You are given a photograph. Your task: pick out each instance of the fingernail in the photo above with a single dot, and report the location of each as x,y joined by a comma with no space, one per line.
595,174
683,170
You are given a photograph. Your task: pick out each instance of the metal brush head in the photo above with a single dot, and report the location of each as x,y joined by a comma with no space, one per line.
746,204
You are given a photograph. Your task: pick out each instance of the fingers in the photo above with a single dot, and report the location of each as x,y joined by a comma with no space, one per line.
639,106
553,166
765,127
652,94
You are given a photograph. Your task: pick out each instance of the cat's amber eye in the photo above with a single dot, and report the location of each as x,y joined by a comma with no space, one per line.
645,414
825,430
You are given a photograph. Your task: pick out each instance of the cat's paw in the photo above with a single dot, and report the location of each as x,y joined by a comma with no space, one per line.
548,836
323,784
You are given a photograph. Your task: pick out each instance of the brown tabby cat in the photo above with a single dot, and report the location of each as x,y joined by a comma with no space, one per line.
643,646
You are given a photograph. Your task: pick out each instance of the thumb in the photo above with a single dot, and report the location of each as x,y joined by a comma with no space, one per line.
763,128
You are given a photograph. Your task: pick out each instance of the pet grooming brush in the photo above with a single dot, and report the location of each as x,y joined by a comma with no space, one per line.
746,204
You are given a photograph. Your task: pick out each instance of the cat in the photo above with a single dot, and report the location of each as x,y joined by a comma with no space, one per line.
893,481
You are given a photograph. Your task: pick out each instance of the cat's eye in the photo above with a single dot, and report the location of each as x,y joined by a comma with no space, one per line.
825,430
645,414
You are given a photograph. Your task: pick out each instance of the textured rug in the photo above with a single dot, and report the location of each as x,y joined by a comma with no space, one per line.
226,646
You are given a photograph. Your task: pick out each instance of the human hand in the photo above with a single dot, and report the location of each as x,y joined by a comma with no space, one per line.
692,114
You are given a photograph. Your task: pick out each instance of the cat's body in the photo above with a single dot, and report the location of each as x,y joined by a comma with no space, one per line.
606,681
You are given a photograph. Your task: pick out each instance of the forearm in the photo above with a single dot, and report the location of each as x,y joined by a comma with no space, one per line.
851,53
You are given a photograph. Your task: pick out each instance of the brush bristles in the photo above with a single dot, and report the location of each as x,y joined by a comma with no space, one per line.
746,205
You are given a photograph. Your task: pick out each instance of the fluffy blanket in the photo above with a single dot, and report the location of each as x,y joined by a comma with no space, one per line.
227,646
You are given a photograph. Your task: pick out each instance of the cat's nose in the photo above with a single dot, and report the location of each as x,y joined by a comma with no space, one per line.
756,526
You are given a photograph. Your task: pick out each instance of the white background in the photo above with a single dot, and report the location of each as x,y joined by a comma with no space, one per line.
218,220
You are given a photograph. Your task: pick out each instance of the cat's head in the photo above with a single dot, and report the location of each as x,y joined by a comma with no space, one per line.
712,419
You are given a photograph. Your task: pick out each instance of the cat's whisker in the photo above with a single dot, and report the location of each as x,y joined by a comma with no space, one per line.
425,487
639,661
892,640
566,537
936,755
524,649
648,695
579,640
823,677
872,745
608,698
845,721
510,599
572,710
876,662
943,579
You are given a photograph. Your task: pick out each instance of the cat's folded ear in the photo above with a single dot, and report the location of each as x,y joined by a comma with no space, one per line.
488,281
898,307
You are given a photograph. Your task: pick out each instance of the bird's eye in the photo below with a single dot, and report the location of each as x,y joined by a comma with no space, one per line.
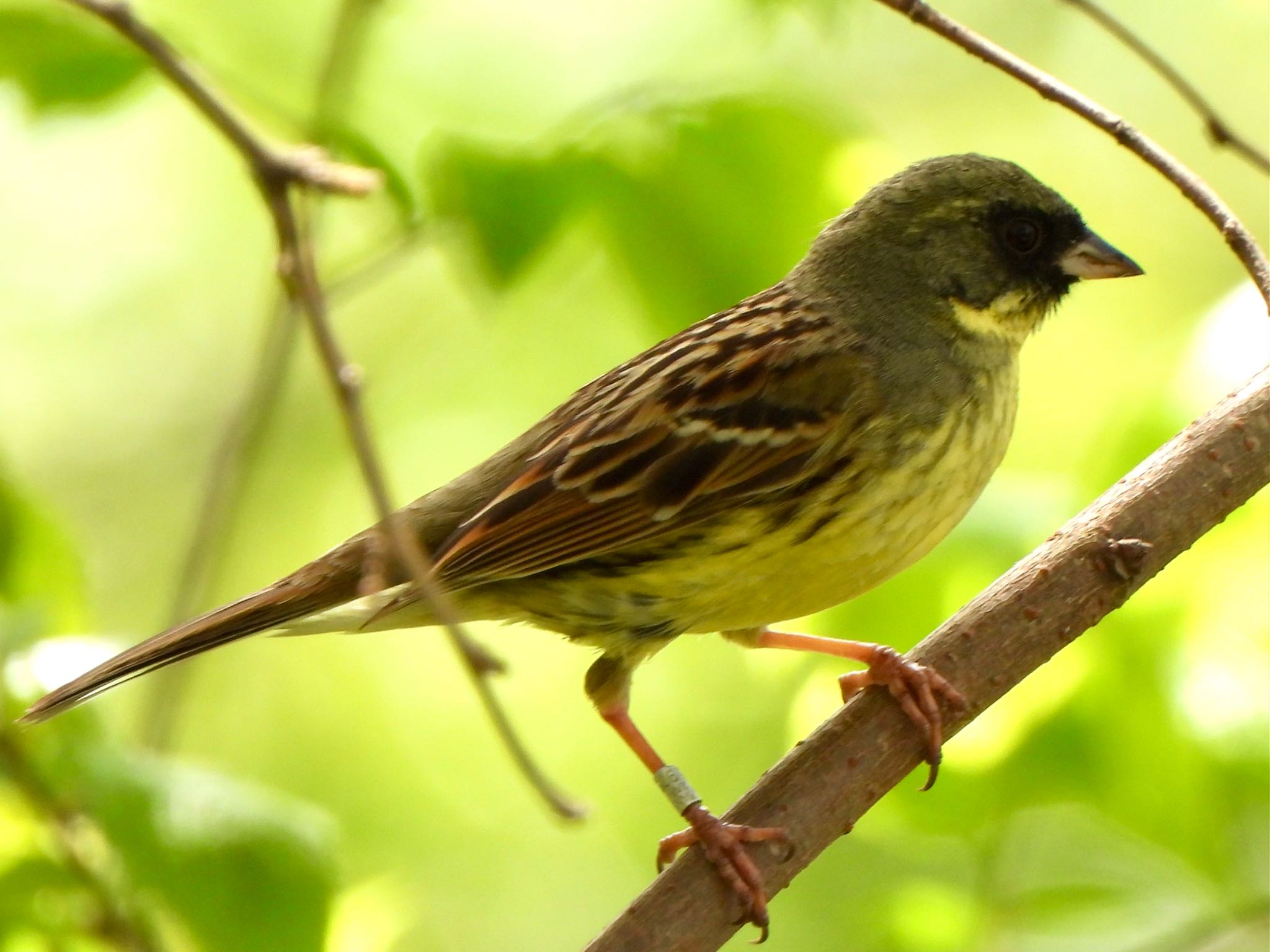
1021,235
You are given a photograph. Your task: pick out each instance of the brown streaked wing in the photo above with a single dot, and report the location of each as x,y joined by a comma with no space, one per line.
746,403
748,408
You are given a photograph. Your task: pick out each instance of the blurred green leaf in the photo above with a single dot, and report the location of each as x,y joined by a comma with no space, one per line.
243,867
33,892
63,59
695,201
40,573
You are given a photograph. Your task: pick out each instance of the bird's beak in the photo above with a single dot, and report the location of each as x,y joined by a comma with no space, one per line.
1094,258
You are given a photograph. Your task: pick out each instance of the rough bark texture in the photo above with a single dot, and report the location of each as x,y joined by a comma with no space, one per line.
1083,571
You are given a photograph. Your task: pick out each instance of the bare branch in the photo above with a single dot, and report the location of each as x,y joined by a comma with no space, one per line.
1199,195
304,165
276,173
244,431
1217,128
1083,571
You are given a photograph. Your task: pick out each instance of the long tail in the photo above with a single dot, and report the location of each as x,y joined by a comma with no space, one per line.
321,584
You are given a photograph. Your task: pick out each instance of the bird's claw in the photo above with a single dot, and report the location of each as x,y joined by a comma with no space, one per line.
916,687
723,843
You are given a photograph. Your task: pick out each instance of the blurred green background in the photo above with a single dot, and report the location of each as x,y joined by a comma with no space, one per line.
574,179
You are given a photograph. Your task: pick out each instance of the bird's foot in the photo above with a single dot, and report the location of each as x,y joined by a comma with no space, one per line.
723,843
917,689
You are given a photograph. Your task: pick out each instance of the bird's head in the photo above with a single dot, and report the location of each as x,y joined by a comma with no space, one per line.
982,234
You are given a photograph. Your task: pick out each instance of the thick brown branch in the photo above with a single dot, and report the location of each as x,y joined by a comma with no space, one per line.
1199,195
1217,128
276,173
1083,571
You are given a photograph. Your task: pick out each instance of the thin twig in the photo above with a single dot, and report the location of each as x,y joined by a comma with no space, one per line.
275,174
1086,570
223,485
1217,128
1199,195
306,165
244,432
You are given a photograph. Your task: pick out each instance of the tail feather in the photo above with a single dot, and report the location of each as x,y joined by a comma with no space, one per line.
254,614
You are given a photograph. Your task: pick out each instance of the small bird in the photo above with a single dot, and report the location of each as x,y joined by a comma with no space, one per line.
770,461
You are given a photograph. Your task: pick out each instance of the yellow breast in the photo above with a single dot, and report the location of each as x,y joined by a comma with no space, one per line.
889,519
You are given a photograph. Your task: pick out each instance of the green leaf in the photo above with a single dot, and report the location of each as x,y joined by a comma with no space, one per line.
63,59
704,205
512,202
35,891
241,866
41,579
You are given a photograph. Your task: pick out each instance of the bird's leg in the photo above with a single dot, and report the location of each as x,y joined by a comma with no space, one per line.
723,843
916,687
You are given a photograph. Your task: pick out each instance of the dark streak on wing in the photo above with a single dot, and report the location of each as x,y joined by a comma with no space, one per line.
705,421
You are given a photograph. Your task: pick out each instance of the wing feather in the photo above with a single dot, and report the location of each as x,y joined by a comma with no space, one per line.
714,418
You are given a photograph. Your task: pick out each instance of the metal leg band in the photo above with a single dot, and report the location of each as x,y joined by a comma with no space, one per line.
676,787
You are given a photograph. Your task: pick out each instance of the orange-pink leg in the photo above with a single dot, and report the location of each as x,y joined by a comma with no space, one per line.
916,687
723,843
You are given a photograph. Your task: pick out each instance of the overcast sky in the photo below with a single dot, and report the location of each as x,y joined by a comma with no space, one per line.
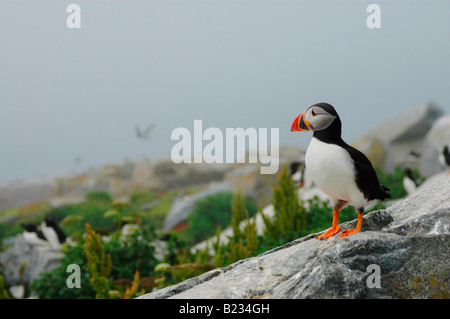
70,98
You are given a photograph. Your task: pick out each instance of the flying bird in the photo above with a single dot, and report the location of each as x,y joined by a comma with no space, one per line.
339,170
144,134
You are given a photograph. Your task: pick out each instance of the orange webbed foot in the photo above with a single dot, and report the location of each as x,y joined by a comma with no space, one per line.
349,232
328,233
357,228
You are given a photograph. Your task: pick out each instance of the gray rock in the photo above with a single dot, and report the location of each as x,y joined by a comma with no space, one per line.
433,145
389,144
408,243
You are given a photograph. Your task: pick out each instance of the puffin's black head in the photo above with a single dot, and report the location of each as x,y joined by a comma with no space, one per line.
29,227
317,117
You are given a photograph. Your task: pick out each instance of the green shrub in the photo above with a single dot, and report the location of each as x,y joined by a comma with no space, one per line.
135,252
212,212
99,195
290,217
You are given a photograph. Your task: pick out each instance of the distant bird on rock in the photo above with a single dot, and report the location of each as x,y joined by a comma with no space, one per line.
33,235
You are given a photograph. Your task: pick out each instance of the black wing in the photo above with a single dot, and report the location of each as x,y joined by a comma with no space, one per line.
366,177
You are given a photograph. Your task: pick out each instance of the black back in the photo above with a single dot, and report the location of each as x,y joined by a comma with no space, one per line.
366,177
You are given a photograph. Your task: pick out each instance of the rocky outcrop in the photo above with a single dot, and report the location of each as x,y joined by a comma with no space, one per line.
402,252
389,144
23,262
433,145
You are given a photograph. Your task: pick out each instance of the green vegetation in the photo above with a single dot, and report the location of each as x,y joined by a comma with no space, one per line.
212,212
119,266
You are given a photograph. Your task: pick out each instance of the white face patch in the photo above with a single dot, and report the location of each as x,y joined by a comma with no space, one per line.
319,118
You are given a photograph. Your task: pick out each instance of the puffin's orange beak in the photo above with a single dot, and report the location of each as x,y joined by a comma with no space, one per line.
300,124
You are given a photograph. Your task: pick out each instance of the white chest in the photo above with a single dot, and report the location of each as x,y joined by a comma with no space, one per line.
332,170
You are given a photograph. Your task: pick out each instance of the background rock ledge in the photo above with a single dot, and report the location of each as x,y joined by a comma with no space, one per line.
409,241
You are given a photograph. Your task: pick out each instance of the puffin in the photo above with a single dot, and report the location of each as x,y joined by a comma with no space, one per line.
342,172
297,172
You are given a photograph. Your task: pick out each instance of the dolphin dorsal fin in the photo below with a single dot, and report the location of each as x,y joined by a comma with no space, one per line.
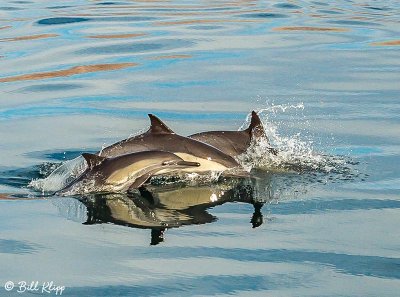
256,127
157,126
93,160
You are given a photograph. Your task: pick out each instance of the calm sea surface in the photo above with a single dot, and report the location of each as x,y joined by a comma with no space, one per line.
325,75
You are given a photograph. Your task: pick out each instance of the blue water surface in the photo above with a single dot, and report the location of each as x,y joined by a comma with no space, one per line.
76,75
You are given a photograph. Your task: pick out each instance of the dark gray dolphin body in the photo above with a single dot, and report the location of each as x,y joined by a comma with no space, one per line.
235,143
160,137
124,172
232,143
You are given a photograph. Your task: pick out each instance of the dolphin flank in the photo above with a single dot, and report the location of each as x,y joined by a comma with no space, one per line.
122,173
160,137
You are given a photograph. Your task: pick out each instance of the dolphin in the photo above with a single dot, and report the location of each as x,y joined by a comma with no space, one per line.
234,143
123,173
160,137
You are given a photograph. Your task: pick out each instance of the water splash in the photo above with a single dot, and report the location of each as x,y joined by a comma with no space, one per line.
296,153
59,177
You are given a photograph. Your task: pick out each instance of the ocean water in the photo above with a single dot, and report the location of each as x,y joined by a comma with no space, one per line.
321,220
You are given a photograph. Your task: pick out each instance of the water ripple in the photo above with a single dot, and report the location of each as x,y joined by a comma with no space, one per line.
61,21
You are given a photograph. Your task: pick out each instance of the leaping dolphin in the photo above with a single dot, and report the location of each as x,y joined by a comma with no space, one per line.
232,143
119,174
160,137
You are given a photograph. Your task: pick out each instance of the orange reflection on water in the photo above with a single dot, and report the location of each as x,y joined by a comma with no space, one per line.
68,72
116,36
305,28
29,37
386,43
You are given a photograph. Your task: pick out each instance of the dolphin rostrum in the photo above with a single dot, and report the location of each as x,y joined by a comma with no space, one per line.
160,137
119,174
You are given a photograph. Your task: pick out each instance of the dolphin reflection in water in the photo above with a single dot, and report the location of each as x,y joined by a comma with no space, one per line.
159,208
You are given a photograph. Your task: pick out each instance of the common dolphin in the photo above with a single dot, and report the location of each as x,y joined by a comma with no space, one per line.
119,174
160,137
232,143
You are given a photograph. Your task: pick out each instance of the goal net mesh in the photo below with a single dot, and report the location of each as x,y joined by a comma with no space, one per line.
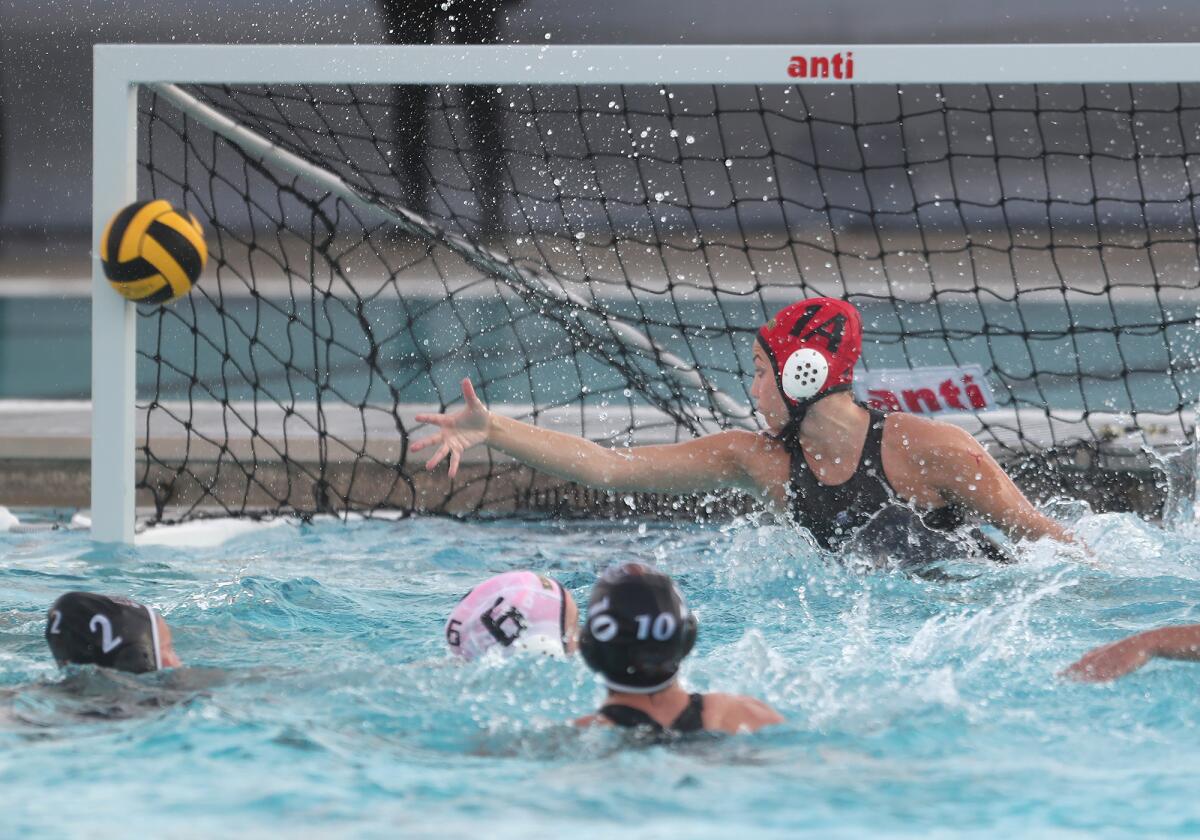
598,258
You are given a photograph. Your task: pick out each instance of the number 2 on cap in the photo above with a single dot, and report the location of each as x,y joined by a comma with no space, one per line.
106,633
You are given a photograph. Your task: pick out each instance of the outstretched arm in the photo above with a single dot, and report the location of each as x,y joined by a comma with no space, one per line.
706,463
963,471
1129,654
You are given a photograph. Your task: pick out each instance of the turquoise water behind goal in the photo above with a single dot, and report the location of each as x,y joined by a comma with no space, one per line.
324,702
45,348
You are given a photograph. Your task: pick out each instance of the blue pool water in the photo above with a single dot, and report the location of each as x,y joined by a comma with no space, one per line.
327,705
1087,355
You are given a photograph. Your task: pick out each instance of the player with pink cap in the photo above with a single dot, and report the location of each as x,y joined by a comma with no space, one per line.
514,611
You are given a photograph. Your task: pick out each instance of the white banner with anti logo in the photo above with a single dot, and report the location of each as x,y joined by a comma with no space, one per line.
925,390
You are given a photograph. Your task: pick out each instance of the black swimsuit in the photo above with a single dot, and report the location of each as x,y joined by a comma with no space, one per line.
691,719
865,508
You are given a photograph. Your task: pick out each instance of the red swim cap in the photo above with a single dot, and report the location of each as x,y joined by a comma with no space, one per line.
813,345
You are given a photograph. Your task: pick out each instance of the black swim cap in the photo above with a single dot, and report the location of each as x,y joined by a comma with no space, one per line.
639,629
87,629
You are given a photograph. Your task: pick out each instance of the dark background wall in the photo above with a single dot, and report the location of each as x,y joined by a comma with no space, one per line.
46,54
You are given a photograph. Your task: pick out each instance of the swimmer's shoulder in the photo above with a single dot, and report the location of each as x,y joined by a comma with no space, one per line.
923,436
737,713
591,720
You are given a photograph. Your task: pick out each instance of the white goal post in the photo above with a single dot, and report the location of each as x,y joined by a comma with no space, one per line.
120,70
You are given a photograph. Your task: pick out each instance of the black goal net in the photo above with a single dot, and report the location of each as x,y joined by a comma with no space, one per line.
598,258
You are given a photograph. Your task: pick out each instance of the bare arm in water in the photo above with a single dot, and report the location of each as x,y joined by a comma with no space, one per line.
1129,654
712,462
963,471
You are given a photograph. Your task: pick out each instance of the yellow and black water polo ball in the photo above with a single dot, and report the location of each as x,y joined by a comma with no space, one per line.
153,253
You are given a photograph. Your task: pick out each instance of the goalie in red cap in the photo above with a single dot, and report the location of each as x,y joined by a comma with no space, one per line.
838,467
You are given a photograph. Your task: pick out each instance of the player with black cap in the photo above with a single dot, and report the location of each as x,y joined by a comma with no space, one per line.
83,628
637,634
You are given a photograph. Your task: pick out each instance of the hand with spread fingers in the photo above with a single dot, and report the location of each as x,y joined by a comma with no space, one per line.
456,432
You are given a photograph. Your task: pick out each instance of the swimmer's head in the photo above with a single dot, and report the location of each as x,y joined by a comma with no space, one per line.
813,347
639,629
514,611
87,629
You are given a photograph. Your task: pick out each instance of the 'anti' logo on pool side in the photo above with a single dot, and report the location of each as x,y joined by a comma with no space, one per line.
925,390
835,66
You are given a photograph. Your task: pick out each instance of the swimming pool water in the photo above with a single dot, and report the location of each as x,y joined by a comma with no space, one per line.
322,701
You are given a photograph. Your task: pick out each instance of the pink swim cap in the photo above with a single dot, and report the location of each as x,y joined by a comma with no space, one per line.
517,610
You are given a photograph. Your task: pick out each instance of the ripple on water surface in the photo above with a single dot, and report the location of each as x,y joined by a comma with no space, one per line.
322,697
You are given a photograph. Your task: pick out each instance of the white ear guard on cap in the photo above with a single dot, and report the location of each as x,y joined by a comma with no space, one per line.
804,375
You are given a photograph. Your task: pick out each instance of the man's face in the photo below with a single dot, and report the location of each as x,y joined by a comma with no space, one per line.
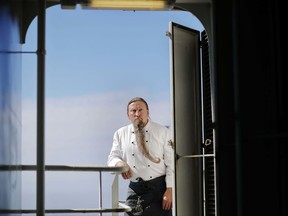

Given task -> In the rows from the line containing "of the swimming" through the end of the rows, both ends included, substitute "single marker" for every occurrence of "single dot" and reproduce those lines with all else unchanged. Omit the pictures from your answer.

Result for this task ->
You are given a photograph. Your task: pick out each instance of the swimming pool water in the photo above with a single marker, and report the location of each as x,y joined by a comma with no space, one per line.
322,701
You are given a photograph. Your task: pick out each instance of the pink swim cap in the photo above with a single marker, and report the location of each as x,y joined by a comma with no space, one per line.
517,610
You are given a photograph. Your task: pick out each instance of the ripple on water surface in the photo above with a single marker, and report the location of each as x,y joined by a comma with no space, one per line.
322,697
You are given a photograph. Your task: pick out each instance of the white ear guard on cap in the photo above with a single marker, and report the location of each as x,y joined by a comma with no space, one per line.
804,375
You are given a photograph. Your task: pick out each instance of the man's face in the photo below with a single marker, and report the location of each as x,y joined by a comma with no space, one per line.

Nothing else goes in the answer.